Quoted passage:
Introduction
Age-related reduced function of the immune system, often referred to as “immunosenescence”, is suggested to be influenced by cytomegalovirus (CMV) infection [
1]. Main features of CMV seropositivity include low percentages of naïve T-cells and reduced diversity in the T cell repertoire, which may impair the ability to respond to heterologous infection or vaccination [
2] and result in lower B-cell functions by lack of T-cell help [
3,
4]. CMV seropositivity has also been identified as a factor of the Immune Risk Profile (IRP) for mortality in the Swedish longevity studies [
5].
CMV prevalence increases with age in the general population from 30% in children to above 90% at the age of 80 and older [
6,
7]. Primary CMV infection and reactivation from latency can cause significant problems when the immune system is compromised or immature, but is usually asymptomatic in healthy individuals [
8]. However, CMV frequently reactivates during life [
9,
10] and can lead to detectable CMV DNA levels, mainly in the elderly [
8,
11]. Control of CMV requires continuous immune surveillance and leads to large numbers of CMV-specific T cells, up to 10–30% of CD8+ T cells in the periphery. The lifelong need to control CMV is by many thought to take its toll and to hamper immune responses to heterologous infections or vaccination [
3]. Indeed, in several mouse models the immune responses to heterologous infections was shown to be negatively affected by CMV [
12‐
14]. However, other studies suggested a positive effect of CMV on the response to heterologous infections [
12,
15].

Data to examine:
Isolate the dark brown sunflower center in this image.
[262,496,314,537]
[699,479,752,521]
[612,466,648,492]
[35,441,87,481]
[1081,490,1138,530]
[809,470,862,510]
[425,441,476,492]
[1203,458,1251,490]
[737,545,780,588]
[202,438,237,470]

Directions for this task:
List every percentage figure given in the introduction on cytomegalovirus and the immune system, along with what each one describes.

Expected output:
- 30%: CMV prevalence in children
- Above 90%: CMV prevalence at the age of 80 and older
- 10–30%: the share of CD8+ T cells in the periphery that CMV-specific T cells can reach